::: Provided text

P.S. I see you are very clear about not using essential oils, would you mind sharing why?


----------



## Timnis

Thanks for the recipes Eyegore! I will have to try this out sometime.

If it is not too hard, do you think you could try to come up with a "Slaughterhouse" smell? Smelling like dead animals and cow feces. Froggy Fog sells one like that and I thought it was the best someone could come up with.


----------



## Eyegore

I've been searching for a As$ fragrance oil for a while, haven't found it yet. As soon as I doo (haha) I'll try a few concoctions and post the winning recipe.


----------



## Eyegore

Kinemortophobic said:


> Hi! I was just looking for fog scents and stopped by and couldn't resist responding, which is why I'm a no icon having nobody, sorry! I'm actually not the type for this forum, as you may be able to tell from the username I selected...
> 
> Anyway, Eyegore, I can't stand to see you sell yourself short if you create this as a business for yourself! The price you suggested seems quite low for a formula that scents 4 gallons, if I understand correctly. On Amazon a scent that does one gallon seems to run about $5. Yours is custom blended and created by an affecionado (you), and is of very high value! No offense to the rest of your potential customer base who may be reading and disagree, but if they value convenience over cost, then they are willing to make it worth your while.
> 
> The important thing to consider, IMO, is not just the cost of the materials, but the value of your time. Let's say that you value your time at $20 an hour. Then think about all of the various time consuming activities involved in making a sale -- in addition to production you have notifications, taking orders, dealing with payment, and shipping product. Let's say you estimate that each unit takes you a half hour to do all of those things, because you develop and efficient system. You then need to set the price at at least $10 plus materials plus shipping. Many people would say that, from a business perspective, you should also make a profit on the materials of up to 4x your cost.

::::::
::: Record extracts

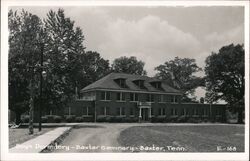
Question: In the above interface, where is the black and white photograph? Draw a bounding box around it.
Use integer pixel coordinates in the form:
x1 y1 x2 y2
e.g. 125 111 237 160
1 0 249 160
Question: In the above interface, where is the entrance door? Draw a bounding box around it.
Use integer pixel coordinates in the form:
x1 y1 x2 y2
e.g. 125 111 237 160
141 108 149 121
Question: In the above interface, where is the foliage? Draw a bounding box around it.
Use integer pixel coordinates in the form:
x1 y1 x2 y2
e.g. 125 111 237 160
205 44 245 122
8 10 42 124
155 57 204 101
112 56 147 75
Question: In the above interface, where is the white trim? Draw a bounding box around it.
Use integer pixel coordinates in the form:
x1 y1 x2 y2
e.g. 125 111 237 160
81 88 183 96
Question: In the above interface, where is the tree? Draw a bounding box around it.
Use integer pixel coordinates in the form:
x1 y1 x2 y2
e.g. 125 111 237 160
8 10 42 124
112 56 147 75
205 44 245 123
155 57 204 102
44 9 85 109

::::::
::: Record extracts

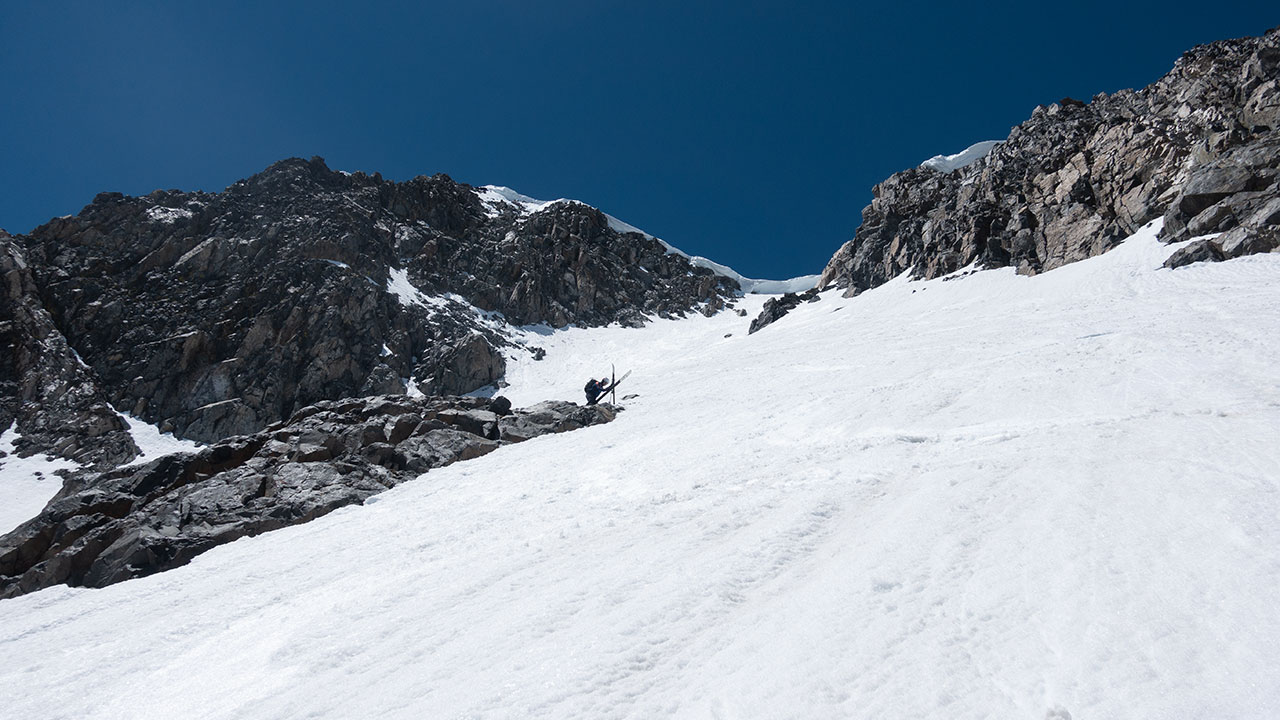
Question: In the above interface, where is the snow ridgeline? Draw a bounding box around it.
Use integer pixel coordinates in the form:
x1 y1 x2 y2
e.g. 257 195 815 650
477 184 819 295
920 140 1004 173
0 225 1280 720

::::::
::: Record extracts

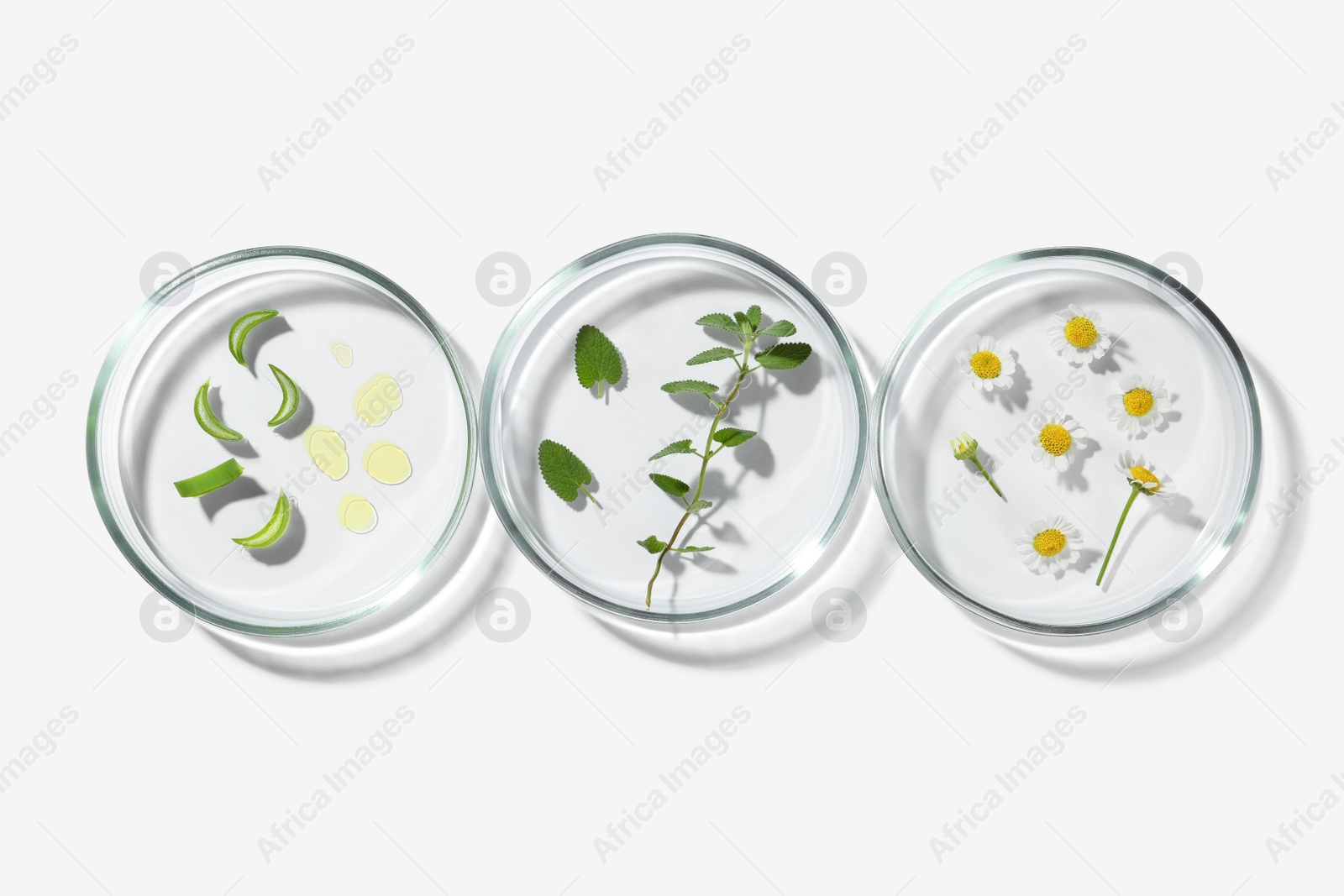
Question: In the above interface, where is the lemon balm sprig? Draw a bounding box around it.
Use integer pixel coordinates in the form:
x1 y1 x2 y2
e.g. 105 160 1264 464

::::::

▶ **Problems to work on**
• A. In the fog scent thread, the quoted post names several time-consuming activities involved in making a sale. List them all.
• B. In the fog scent thread, what company does Timnis say sells a "Slaughterhouse" smell?
• C. Continue the fog scent thread from its final sentence.

▶ **Responses in order**
• A. production, notifications, taking orders, dealing with payment, shipping product

• B. Froggy Fog

• C.
> 
> If I were you and thinking about creating this as a small seasonal business I would first pick about half a dozen scents to focus on. That way you can order large batches of materials for those recipes at a quantity discount. Then I would organize it so that you only fill say three batches of orders in the season. You have a deadline for pre-orders, then you can buy only the materials you need to fill the orders, do all of the mixing at once, let them sit the 2 weeks together, send them all out together. That way the project is less likely to take over your life.
> 
> Okay, that's for letting me geek out, sorry again if I'm imposing!
> 
> P.S. I see you are very clear about not using essential oils, would you mind sharing why?


Wow, I thank you for your words of wisdom. I will take them into consideration. 
This is something I should consider in Group Buys too! I enjoy the "thankyous" from everyone but At the same time, I'm starting to wear myself thin. Value of time needs to be a factor! I can't even fathom how much time I spent getting, organizing, collecting boxes, placing orders etc! I will definitely consider this in the future!


----------



## Zillah

I am freaking out over this thread! I would never have thought to scent my fog!

Now, does anyone have any idea what Mt. Olympus would smell like???


----------



## Effie

Zillah said:


> Now, does anyone have any idea what Mt. Olympus would smell like???


rotten eggs? 

Oh sorry == I guess it's not a volcano!


----------



## Giles

Mt. Olympus? That's an easy one.  Lemon, cyprus, linen and maybe a touch of oregano. Very greek.


----------



## Caitsith

FASCINATING. Halloween aromathrerapy. ..lol! I made an immediate hardcopy of your post . thanks for sharing.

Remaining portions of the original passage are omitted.